◆ Brief:
Please count the lines in the records below that contain the word "mountain" and reply with that number alone.

◆ ◆ ◆ ◆ ◆ ◆ ◆

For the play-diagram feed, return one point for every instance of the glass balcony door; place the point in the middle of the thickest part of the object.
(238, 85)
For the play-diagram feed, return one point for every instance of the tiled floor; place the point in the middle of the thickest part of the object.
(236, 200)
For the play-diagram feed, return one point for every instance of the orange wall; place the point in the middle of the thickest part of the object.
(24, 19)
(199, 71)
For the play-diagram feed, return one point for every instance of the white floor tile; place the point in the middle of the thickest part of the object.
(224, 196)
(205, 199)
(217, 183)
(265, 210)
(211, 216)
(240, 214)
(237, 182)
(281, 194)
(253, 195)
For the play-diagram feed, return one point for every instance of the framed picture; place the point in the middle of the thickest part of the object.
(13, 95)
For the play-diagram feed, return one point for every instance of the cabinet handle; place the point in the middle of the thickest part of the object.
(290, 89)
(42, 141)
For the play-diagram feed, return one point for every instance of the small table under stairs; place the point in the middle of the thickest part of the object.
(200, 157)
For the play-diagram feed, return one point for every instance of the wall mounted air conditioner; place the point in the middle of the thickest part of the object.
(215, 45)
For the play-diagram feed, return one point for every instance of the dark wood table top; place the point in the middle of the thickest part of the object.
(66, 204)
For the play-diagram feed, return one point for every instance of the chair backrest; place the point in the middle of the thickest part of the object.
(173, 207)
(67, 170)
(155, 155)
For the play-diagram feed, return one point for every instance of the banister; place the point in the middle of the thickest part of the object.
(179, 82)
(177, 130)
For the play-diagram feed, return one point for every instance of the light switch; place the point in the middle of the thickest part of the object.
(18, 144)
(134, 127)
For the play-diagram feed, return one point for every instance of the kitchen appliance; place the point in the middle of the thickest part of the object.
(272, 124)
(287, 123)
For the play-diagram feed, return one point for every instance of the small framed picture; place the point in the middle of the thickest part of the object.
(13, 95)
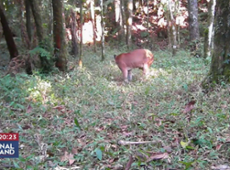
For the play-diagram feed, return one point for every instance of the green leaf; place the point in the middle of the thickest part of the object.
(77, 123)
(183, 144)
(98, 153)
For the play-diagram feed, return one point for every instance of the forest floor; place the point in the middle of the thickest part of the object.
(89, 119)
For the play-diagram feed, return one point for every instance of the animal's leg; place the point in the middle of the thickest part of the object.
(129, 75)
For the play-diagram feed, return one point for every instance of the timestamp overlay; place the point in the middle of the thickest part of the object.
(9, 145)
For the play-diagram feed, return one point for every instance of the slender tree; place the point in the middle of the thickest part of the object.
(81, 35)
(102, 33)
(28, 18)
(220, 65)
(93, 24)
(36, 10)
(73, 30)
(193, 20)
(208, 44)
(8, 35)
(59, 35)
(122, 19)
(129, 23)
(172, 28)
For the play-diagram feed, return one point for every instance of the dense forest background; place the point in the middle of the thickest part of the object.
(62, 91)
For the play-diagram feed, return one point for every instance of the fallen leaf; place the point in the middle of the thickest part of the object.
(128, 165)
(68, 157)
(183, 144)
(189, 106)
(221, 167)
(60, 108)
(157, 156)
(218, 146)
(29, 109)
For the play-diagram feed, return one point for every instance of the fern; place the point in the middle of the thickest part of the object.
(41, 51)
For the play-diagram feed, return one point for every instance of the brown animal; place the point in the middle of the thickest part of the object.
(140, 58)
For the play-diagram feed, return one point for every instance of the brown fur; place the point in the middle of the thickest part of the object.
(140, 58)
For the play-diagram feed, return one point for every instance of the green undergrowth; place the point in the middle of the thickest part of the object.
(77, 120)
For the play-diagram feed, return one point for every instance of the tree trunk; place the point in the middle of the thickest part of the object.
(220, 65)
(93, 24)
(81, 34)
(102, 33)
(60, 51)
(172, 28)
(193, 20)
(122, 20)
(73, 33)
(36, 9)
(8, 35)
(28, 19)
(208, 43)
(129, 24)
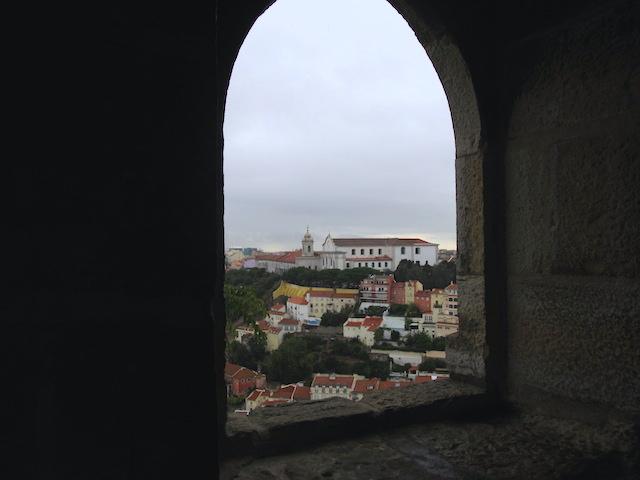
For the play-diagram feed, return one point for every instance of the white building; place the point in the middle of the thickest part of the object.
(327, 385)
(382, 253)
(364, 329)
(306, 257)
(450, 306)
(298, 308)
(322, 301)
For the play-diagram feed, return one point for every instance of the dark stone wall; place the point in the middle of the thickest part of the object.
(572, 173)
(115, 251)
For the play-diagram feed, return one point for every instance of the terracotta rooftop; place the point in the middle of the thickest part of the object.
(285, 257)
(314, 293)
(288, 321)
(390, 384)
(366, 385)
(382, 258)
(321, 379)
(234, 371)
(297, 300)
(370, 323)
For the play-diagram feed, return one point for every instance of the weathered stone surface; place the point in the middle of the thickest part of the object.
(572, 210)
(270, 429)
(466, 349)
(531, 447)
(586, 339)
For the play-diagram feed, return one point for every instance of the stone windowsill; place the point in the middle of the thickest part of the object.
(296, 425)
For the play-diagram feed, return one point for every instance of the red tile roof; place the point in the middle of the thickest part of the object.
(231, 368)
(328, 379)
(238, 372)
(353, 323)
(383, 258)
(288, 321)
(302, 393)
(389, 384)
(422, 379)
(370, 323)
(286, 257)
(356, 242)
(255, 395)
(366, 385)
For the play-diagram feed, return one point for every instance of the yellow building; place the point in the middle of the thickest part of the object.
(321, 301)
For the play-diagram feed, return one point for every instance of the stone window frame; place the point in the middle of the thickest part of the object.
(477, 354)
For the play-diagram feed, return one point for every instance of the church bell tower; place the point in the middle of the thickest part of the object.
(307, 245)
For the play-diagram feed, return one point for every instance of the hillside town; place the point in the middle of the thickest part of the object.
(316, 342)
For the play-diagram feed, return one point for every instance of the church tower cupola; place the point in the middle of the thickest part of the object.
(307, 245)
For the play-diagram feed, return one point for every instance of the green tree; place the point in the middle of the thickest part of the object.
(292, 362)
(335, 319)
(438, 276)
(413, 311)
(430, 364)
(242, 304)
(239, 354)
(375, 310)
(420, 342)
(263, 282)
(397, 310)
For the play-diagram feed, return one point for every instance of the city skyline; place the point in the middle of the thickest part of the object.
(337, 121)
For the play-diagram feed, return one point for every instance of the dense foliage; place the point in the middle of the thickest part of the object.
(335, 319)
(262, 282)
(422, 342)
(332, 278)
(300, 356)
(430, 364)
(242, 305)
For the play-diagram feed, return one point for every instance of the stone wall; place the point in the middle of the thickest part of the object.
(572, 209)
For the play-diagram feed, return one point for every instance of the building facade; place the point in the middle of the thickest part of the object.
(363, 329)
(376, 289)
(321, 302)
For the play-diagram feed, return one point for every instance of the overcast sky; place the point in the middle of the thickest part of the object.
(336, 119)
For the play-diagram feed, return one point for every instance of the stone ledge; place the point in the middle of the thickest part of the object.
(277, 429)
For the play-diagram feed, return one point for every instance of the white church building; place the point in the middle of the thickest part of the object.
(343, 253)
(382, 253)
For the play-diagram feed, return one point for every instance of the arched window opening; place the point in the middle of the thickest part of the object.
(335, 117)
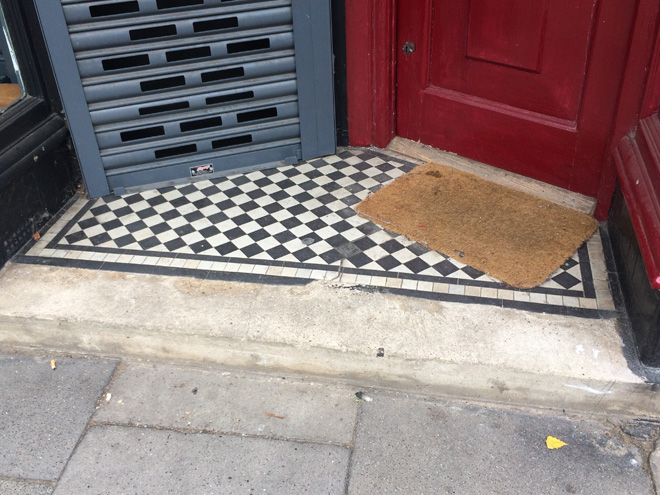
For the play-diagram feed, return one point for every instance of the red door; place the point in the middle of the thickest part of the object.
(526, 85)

◆ ◆ ◆ ◆ ◆ ◆ ◆

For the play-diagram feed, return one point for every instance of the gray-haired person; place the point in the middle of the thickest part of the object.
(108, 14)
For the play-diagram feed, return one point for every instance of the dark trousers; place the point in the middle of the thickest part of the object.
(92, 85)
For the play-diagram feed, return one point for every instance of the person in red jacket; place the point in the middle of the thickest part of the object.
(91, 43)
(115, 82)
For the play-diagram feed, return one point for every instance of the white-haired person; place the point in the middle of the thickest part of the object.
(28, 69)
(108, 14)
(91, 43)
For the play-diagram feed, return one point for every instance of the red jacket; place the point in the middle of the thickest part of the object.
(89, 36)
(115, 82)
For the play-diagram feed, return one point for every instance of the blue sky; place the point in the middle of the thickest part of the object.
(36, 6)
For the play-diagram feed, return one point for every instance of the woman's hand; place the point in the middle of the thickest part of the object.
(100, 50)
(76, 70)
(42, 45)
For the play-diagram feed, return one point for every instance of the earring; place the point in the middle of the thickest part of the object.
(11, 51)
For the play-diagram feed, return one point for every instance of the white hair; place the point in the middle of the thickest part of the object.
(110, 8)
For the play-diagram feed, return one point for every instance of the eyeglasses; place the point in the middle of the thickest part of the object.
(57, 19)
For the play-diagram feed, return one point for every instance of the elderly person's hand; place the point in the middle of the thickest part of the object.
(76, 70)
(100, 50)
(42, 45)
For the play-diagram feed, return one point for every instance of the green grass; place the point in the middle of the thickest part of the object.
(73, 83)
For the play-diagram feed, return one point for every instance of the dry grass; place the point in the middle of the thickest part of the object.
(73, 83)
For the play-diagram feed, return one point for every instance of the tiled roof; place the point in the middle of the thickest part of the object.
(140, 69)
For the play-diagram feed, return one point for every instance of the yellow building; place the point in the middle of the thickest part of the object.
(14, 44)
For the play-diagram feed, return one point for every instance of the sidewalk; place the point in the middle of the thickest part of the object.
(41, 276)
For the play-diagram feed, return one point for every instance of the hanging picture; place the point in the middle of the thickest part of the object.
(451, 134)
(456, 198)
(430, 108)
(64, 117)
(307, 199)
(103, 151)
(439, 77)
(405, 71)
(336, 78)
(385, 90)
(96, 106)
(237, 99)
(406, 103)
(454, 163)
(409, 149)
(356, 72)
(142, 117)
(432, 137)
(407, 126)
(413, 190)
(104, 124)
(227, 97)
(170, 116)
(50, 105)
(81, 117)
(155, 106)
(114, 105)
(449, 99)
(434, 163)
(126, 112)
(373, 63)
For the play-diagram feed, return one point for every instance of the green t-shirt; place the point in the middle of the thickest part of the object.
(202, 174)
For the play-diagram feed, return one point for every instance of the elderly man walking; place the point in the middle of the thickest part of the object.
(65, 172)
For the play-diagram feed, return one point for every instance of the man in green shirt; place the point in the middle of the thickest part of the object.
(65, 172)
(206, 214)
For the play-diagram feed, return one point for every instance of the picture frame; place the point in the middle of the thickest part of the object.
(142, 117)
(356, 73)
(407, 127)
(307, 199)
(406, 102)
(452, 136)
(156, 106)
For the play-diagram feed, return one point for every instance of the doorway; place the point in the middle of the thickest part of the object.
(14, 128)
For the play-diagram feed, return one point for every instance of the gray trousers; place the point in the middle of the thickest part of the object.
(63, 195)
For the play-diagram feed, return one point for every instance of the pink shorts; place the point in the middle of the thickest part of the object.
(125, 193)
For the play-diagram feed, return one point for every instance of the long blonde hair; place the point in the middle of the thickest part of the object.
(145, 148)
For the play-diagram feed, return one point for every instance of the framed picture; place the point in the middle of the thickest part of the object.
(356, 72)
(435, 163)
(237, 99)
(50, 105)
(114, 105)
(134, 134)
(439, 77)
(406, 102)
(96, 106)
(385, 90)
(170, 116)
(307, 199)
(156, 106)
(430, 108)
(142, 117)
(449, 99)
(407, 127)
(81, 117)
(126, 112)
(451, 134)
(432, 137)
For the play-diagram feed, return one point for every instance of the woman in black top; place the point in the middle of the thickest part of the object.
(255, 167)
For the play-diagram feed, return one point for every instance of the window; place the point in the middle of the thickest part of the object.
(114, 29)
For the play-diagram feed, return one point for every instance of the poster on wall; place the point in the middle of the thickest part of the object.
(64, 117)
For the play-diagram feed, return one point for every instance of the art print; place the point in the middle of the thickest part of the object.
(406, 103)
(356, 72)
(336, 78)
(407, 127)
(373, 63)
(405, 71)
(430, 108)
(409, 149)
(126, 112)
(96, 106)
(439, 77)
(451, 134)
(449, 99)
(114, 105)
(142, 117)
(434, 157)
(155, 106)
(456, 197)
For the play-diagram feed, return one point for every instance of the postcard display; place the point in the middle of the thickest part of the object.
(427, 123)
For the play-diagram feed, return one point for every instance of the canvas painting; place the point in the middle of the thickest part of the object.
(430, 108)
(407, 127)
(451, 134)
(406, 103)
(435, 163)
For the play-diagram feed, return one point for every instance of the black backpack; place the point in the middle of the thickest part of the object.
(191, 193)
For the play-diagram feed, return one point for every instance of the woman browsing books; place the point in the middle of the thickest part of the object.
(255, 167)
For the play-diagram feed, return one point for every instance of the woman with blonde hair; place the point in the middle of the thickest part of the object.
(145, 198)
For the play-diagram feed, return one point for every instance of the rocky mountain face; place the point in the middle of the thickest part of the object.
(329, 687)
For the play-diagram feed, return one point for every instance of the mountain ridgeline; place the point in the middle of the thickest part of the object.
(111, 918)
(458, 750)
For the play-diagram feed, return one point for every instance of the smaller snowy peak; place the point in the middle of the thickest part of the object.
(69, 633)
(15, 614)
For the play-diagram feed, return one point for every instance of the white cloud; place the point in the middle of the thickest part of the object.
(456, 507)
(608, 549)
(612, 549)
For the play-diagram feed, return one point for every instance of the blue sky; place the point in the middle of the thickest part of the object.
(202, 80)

◆ ◆ ◆ ◆ ◆ ◆ ◆

◆ Exercise answer:
2